| SUPPLIED MATERIAL |
>>>>
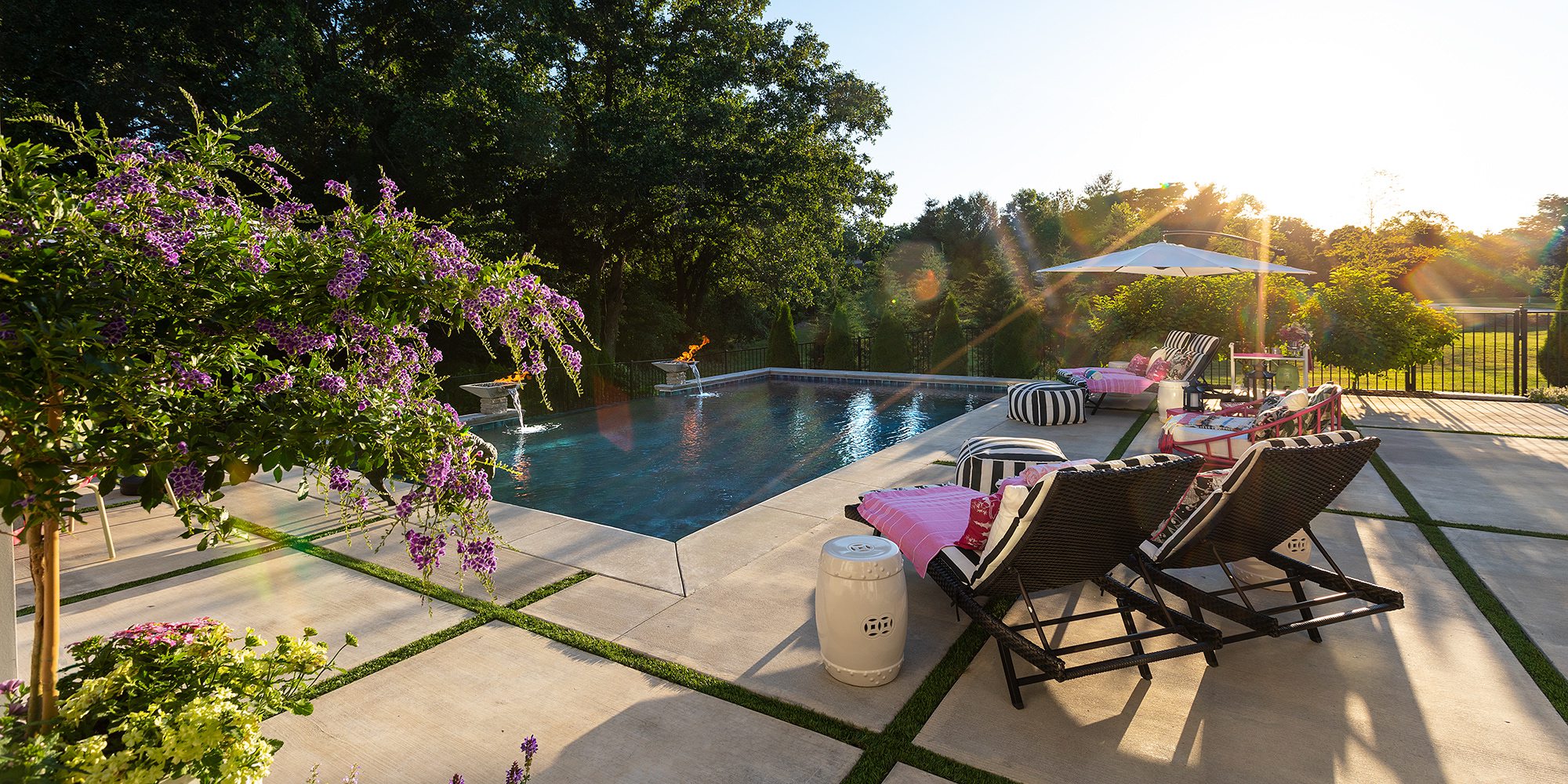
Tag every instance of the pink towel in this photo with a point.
(921, 521)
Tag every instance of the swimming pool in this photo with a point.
(669, 466)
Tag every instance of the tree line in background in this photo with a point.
(692, 169)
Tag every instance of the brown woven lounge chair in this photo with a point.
(1076, 526)
(1274, 492)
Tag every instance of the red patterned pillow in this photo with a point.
(982, 514)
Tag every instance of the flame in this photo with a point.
(692, 350)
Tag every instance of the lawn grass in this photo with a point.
(1541, 669)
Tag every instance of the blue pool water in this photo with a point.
(669, 466)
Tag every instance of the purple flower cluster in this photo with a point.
(269, 154)
(187, 377)
(278, 383)
(350, 275)
(187, 482)
(448, 256)
(338, 479)
(479, 556)
(255, 261)
(426, 551)
(162, 633)
(285, 212)
(114, 332)
(333, 383)
(296, 339)
(169, 245)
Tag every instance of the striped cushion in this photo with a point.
(1203, 517)
(1022, 506)
(1048, 404)
(987, 460)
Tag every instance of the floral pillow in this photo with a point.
(1181, 363)
(1205, 485)
(984, 510)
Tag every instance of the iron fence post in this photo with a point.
(1522, 347)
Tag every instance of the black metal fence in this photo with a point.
(1495, 355)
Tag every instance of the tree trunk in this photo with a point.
(614, 303)
(43, 559)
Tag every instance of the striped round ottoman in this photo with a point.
(987, 460)
(1047, 404)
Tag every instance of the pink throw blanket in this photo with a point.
(921, 521)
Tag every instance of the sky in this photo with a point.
(1310, 107)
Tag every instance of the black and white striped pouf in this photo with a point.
(1047, 404)
(987, 460)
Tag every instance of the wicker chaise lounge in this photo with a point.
(1076, 526)
(1276, 490)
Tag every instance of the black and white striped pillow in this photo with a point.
(987, 460)
(1011, 526)
(1047, 404)
(1203, 517)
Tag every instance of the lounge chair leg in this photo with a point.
(1307, 612)
(1197, 615)
(1012, 677)
(1136, 645)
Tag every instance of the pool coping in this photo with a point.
(796, 374)
(653, 562)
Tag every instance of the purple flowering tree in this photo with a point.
(180, 313)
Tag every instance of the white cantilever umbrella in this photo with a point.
(1181, 261)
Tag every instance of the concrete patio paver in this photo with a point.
(1483, 416)
(595, 720)
(1490, 481)
(757, 628)
(603, 608)
(912, 775)
(147, 545)
(277, 593)
(1423, 694)
(1526, 575)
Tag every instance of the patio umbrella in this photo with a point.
(1181, 261)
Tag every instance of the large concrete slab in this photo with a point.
(1483, 416)
(603, 608)
(601, 550)
(1494, 481)
(1526, 575)
(147, 545)
(517, 575)
(595, 722)
(277, 593)
(1423, 694)
(757, 628)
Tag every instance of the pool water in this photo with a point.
(669, 466)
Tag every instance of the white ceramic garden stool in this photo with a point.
(863, 609)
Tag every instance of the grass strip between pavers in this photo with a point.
(896, 744)
(1450, 524)
(1541, 669)
(1133, 434)
(1468, 432)
(884, 749)
(162, 576)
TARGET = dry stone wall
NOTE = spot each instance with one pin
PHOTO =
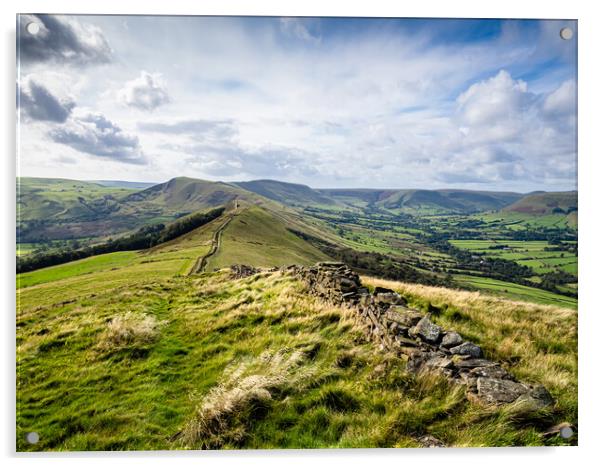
(397, 328)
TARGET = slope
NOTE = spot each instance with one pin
(286, 193)
(198, 342)
(259, 237)
(562, 203)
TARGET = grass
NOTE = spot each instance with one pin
(258, 237)
(517, 292)
(538, 343)
(258, 363)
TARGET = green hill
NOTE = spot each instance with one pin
(286, 193)
(127, 352)
(258, 237)
(563, 203)
(422, 201)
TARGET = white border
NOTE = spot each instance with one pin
(590, 174)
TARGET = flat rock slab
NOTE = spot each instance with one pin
(496, 391)
(451, 339)
(426, 330)
(467, 349)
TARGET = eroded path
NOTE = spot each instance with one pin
(216, 241)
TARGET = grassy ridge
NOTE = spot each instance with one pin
(257, 237)
(153, 364)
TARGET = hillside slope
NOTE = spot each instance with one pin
(545, 203)
(139, 364)
(286, 193)
(257, 237)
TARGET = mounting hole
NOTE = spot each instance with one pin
(33, 28)
(566, 33)
(566, 432)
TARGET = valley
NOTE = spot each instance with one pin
(146, 344)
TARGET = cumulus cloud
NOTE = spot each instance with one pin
(234, 160)
(196, 128)
(94, 134)
(37, 102)
(62, 39)
(146, 92)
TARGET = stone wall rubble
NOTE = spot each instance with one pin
(427, 346)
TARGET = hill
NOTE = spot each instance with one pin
(52, 209)
(286, 193)
(132, 353)
(258, 237)
(562, 203)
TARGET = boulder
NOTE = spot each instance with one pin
(468, 349)
(468, 364)
(389, 298)
(451, 339)
(403, 316)
(426, 330)
(428, 441)
(491, 372)
(497, 391)
(536, 398)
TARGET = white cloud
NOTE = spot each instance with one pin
(146, 92)
(94, 134)
(37, 102)
(62, 39)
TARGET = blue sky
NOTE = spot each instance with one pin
(329, 102)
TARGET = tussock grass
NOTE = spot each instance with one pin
(243, 396)
(258, 363)
(130, 330)
(537, 343)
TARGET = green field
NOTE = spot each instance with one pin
(516, 292)
(529, 253)
(193, 341)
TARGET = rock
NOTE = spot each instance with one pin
(439, 362)
(382, 290)
(426, 330)
(536, 398)
(451, 339)
(389, 298)
(345, 284)
(496, 391)
(468, 364)
(403, 316)
(467, 349)
(491, 372)
(558, 428)
(428, 441)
<<<<
| PROBLEM DETAILS |
When the word "wall" appears in a line of the data, that line is counted; report the number only.

| SOLUTION TO THIS EXERCISE |
2